ACTIVITY: For each line of the data below that holds "haze", copy the line.

::: GIVEN DATA

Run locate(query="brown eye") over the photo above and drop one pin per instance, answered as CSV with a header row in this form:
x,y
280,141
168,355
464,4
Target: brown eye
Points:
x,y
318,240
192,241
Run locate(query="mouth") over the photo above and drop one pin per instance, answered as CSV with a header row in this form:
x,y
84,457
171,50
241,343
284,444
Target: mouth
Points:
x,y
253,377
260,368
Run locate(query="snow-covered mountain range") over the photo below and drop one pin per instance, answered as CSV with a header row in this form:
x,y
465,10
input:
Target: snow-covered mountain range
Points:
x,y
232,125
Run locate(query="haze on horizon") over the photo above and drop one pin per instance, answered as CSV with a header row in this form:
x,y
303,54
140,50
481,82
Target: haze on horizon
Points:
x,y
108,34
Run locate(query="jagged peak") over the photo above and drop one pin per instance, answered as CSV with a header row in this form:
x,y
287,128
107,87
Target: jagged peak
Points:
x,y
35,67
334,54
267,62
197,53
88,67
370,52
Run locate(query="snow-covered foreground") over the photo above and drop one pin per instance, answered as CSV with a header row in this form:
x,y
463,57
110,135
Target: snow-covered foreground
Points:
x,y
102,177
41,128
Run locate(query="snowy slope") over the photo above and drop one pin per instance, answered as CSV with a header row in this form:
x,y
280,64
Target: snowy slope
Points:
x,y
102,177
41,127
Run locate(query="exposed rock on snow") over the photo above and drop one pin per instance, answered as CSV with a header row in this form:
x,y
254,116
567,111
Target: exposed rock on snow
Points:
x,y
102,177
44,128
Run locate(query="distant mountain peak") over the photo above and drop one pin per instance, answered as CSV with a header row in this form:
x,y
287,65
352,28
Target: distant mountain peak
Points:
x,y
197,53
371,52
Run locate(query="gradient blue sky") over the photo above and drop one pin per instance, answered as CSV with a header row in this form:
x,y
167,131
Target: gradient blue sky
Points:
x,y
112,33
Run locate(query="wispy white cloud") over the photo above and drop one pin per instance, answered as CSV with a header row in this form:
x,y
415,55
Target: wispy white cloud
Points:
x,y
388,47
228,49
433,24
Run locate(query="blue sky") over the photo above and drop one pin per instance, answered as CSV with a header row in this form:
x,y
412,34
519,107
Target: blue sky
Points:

::::::

PROBLEM SOLUTION:
Run locate(query="haze on horizon") over the photo above and drop one pin per instance, answered as CSV with a header row in this form:
Target: haze on horizon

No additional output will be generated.